BEGIN Document excerpt

Should the Merger with Northeast be consummated, the Company
intends to raise additional capital to fund the continuing operations of the
combined entity through one or more private placements of debt and equity
securities, utilizing both domestic and foreign investment sources. Should the
Merger not be consummated, the Company does not believe it will have any
ability to raise additional capital.
Because of the above mentioned liquidity concerns, the Company's
independent accountants, in their report, have issued an explanatory
paragraph regarding the Company's ability to carry out its business plans.
Statement Of Operations
Fiscal 1994 Compared to Fiscal 1995
During the 1995 fiscal year, the Company was actively
involved in its efforts to consummate a merger with Northeast, with
which it signed a letter of intent on August 15, 1994 and a Merger Agreement
on March 15, 1995. As such, the Company incurred substantial legal and
accounting fees in conjunction with this transaction, which increased the
loss compared to the 1994 fiscal year. Apart from its activities related to
the Merger, the Company had no ongoing operations in either year and no
revenues. It incurred a relatively modest amount of expenses in each year
in order to maintain its corporate existence (SEC filings, tax returns and
stock transfer fees).
NORTHEAST (USA) CORP.
Results of Operations
Year ended June 30, 1994
Compared to the Year ended June 30, 1995.
For the fiscal year ended June 30, 1994, Northeast had no revenues
from operations. During this period Northeast was in the process of
establishing its operations, both in the U.S. and in Shenyang, China. The
loss is primarily the result of general and administrative expenses, (primarily
office salaries, travel costs and office rental) incurred for this purpose.
For the fiscal year ended June 30, 1995, Northeast recognized its
first revenues, primarily a result of sales of bulk ascorbic acid (vitamin C),
which it purchased in China from Northeast General Pharmaceutical, its joint
venture partner, and resold in the United States. As Northeast prepared a
selling effort for its domestic operations and its Chinese subsidiary, costs
and expenses were incurred with little revenue being realized. Additionally,
the Chinese subsidiary operated for only six months in the 1994 year and a full
twelve months for the 1995 fiscal year, thus accounting for a portion of the
increase in costs and expenses from year to year. Costs and expenses for the
1995 period consisted primarily of depreciation and amortization, salaries,
travel costs, and professional and consulting fees.

END Document excerpt
BEGIN Data records

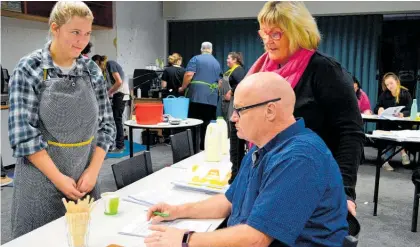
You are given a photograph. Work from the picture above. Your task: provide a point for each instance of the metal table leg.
(415, 208)
(377, 176)
(130, 136)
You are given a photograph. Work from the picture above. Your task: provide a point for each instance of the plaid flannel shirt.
(24, 89)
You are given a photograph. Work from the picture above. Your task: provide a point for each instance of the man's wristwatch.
(186, 238)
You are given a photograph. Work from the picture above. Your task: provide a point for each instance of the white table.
(185, 124)
(383, 143)
(104, 229)
(198, 159)
(376, 118)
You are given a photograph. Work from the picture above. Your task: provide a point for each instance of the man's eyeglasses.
(238, 110)
(273, 35)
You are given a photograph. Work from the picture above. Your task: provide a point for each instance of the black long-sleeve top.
(326, 100)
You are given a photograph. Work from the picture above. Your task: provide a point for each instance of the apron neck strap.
(230, 71)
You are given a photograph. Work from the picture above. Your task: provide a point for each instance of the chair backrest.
(182, 145)
(354, 230)
(131, 170)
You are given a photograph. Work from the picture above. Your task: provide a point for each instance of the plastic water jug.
(413, 112)
(212, 143)
(223, 131)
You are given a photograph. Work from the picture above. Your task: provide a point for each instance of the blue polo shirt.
(292, 190)
(207, 72)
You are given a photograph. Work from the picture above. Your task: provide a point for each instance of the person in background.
(87, 50)
(5, 180)
(324, 94)
(393, 95)
(173, 75)
(362, 98)
(114, 78)
(60, 122)
(230, 81)
(201, 87)
(289, 191)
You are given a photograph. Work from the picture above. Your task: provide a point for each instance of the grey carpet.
(390, 228)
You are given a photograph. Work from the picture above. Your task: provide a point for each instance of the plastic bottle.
(413, 112)
(212, 143)
(224, 132)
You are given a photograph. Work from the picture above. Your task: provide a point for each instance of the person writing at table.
(393, 95)
(60, 122)
(289, 190)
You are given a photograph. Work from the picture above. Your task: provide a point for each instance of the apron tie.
(212, 86)
(71, 145)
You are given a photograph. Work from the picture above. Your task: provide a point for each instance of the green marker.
(160, 214)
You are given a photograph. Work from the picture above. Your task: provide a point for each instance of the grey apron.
(68, 117)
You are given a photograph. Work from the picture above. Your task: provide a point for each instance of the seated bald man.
(289, 190)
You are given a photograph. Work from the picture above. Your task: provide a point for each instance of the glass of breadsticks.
(77, 221)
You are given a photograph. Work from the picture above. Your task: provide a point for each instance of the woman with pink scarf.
(324, 94)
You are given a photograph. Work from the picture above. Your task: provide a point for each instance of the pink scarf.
(292, 71)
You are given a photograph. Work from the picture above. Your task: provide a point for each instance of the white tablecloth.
(104, 229)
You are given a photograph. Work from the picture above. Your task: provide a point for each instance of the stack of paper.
(398, 135)
(392, 113)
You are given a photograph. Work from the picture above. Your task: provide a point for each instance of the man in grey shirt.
(114, 77)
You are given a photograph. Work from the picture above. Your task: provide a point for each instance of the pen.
(158, 213)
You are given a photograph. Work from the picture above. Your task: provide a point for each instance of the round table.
(185, 124)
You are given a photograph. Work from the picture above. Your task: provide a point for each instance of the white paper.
(398, 135)
(391, 113)
(140, 227)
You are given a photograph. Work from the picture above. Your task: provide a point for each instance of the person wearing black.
(173, 76)
(394, 95)
(231, 79)
(114, 77)
(325, 96)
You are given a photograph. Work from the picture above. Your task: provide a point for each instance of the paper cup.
(77, 225)
(111, 203)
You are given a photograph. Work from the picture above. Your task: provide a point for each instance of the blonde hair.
(397, 79)
(174, 58)
(294, 20)
(63, 11)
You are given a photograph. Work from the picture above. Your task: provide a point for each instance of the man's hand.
(164, 237)
(351, 206)
(173, 212)
(87, 181)
(67, 186)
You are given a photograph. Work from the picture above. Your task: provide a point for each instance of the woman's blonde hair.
(397, 79)
(174, 58)
(294, 20)
(63, 11)
(103, 60)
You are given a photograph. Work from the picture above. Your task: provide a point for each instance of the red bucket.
(149, 113)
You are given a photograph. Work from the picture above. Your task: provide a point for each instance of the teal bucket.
(176, 107)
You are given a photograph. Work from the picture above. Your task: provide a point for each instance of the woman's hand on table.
(164, 236)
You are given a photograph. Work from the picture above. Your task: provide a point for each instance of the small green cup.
(111, 203)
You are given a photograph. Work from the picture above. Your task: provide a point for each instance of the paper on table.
(400, 135)
(391, 112)
(151, 197)
(140, 227)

END Data records

:: Brief 1 ::
Output the part of the Northeast merger excerpt starting at "Statement Of Operations" and ending at "stock transfer fees).".
:: Brief 2 ::
Using the Northeast merger excerpt, explain in one to three sentences why the Company's loss for the 1995 fiscal year was larger than its loss for the 1994 fiscal year.
:: Brief 3 ::
Take the Northeast merger excerpt further, continuing on from its final sentence.
These records come from a separate source.

:: Your response 1 ::
Statement Of Operations
Fiscal 1994 Compared to Fiscal 1995
During the 1995 fiscal year, the Company was actively
involved in its efforts to consummate a merger with Northeast, with
which it signed a letter of intent on August 15, 1994 and a Merger Agreement
on March 15, 1995. As such, the Company incurred substantial legal and
accounting fees in conjunction with this transaction, which increased the
loss compared to the 1994 fiscal year. Apart from its activities related to
the Merger, the Company had no ongoing operations in either year and no
revenues. It incurred a relatively modest amount of expenses in each year
in order to maintain its corporate existence (SEC filings, tax returns and
stock transfer fees).

:: Your response 2 ::
During the 1995 fiscal year, the Company was actively working to consummate the merger with Northeast. It signed a letter of intent on August 15, 1994 and a Merger Agreement on March 15, 1995. The transaction brought substantial legal and accounting fees, which increased the loss compared to the 1994 fiscal year.

:: Your response 3 ::
As noted above, Northeast's revenues during the 1995 period were
primarily derived from the sale of bulk ascorbic acid. Northeast generally
makes bulk purchases of this material from China only when it has a buyer for
such quantity in the U.S. Because a sale takes place almost simultaneously with
the purchase, Northeast incurs only minimal expenses in connection with the
sale. It is for this reason that Northeast accepts a low profit margin on
these sales. Due to the uncertainty of the supply from China and the price
at which the supply will be available to Northeast, it is not known if these
profit margins will increase on future sales of ascorbic acid.
During the 1995 fiscal year, Northeast recorded a write down of
$180,000 in connection with vacant land which it owns. Northeast intends to
sell the property in the near future and has based the write down on a current
appraisal of the property.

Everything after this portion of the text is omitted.